▶ **WHAT TO WORK ON**: In the records below, the lines between the one holding "Query: necklace" and the one holding "the standing woman", inclusive, are to be transcribed exactly; no pictures are to be included.

(DATASET RECORDS)

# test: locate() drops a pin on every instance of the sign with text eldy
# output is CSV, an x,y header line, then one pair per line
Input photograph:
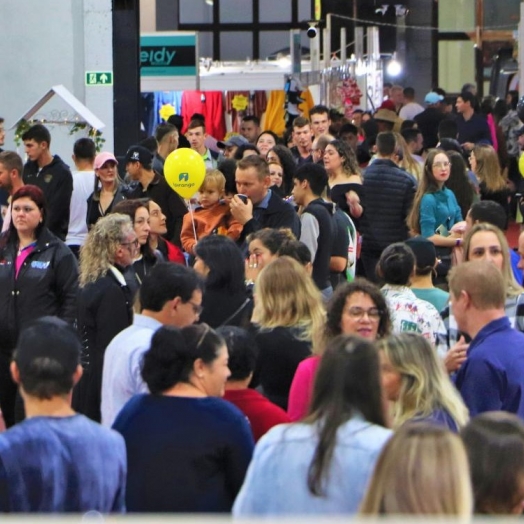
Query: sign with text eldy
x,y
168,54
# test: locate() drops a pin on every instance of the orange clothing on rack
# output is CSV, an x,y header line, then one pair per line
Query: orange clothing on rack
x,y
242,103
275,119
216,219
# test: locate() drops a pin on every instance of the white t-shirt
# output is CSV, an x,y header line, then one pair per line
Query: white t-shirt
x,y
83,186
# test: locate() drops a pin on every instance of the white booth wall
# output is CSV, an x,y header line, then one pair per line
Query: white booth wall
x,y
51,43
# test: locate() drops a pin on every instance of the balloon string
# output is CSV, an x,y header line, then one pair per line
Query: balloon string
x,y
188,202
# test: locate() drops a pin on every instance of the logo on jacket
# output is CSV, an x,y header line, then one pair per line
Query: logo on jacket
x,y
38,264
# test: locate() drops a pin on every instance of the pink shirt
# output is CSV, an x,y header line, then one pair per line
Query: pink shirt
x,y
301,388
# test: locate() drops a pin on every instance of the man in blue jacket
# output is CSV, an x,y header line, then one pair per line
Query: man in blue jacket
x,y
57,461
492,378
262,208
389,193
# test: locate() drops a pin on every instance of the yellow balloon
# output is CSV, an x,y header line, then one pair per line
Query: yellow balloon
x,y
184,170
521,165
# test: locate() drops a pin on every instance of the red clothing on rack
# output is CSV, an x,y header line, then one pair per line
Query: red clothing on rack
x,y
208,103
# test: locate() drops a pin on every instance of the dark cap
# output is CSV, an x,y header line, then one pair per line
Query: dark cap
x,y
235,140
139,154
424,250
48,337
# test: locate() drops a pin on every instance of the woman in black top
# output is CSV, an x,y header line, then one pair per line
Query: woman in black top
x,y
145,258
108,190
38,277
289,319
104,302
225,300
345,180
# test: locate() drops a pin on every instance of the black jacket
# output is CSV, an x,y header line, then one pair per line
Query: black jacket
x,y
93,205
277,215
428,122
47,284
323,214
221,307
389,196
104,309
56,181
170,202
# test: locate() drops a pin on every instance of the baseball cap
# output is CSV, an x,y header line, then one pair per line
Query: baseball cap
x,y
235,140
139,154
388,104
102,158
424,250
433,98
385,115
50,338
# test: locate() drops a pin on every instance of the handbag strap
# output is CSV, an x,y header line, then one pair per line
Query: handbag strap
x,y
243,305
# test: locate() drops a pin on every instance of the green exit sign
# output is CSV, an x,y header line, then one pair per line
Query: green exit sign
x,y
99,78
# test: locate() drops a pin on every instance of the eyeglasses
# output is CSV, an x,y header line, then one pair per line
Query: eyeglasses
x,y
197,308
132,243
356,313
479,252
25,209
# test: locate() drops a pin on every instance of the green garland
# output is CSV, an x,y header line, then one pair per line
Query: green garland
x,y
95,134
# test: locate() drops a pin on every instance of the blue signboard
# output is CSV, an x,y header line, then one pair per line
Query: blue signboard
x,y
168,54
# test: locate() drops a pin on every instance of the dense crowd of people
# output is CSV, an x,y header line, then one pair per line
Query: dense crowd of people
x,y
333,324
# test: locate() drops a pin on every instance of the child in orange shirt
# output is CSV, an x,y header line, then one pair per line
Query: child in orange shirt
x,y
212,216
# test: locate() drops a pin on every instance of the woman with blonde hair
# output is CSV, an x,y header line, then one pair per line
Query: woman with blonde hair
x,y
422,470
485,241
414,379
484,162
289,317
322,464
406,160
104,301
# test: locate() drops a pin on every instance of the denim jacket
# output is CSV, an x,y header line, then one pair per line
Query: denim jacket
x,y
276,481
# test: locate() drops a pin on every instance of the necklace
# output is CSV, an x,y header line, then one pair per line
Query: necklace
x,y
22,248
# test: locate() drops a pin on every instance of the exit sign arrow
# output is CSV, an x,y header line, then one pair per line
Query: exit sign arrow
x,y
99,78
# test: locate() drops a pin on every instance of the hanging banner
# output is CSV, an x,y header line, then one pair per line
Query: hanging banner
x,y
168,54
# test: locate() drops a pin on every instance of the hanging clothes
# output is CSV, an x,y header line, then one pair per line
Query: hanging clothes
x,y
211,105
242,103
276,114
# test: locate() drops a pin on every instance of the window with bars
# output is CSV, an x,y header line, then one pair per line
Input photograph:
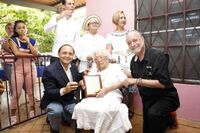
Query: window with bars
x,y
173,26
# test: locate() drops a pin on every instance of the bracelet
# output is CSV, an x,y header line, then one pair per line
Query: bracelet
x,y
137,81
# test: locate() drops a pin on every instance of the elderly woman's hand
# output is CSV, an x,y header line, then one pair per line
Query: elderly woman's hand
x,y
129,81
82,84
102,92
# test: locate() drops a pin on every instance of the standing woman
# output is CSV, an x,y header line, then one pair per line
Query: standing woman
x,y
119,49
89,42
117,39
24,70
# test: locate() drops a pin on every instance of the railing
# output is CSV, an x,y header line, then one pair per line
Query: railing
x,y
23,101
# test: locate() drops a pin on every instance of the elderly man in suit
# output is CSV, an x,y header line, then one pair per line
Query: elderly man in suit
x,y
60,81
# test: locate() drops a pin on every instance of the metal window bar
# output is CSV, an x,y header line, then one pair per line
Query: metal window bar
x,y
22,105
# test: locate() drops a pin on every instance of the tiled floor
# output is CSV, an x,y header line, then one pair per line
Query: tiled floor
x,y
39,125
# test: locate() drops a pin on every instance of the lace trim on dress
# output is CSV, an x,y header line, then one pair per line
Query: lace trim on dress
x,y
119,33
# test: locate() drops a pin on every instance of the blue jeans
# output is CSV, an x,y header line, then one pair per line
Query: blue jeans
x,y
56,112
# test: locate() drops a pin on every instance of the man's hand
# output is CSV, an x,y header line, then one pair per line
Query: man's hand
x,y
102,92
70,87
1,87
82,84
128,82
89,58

(End DATASET RECORDS)

▶ **REPLY**:
Query: necklace
x,y
22,248
# test: locate() drops a pin on every instance of the exit sign arrow
# output is CSV, an x,y header line, then one pair per line
Query: exit sign arrow
x,y
99,78
# test: locate() drops a pin on every instance of the hanging banner
# output is CSV, an x,y header line, then one pair per line
Query: hanging banner
x,y
168,54
# test: locate() drops a pin on every instance of the hanging clothes
# output is CSV, an x,y header line, then one pair per line
Query: hanging clothes
x,y
211,105
242,103
276,114
# test: locate() drops a pin on every instance of the window with bars
# output is CSV, an x,y header line, then one pair per line
Input photograph:
Query: window with bars
x,y
173,26
# test: locate() drops a pin on every instance of the bracelet
# output is CSV, an x,y header line, then one pair per line
Query: bracelet
x,y
137,81
# test: locate() drops a pin on every instance of the elderly woman's hand
# output is CSV, an x,y header line, then one pair per line
Query: elderly woman's hand
x,y
129,81
82,84
102,92
# test: locate() drops a pin on every instance of the standing woman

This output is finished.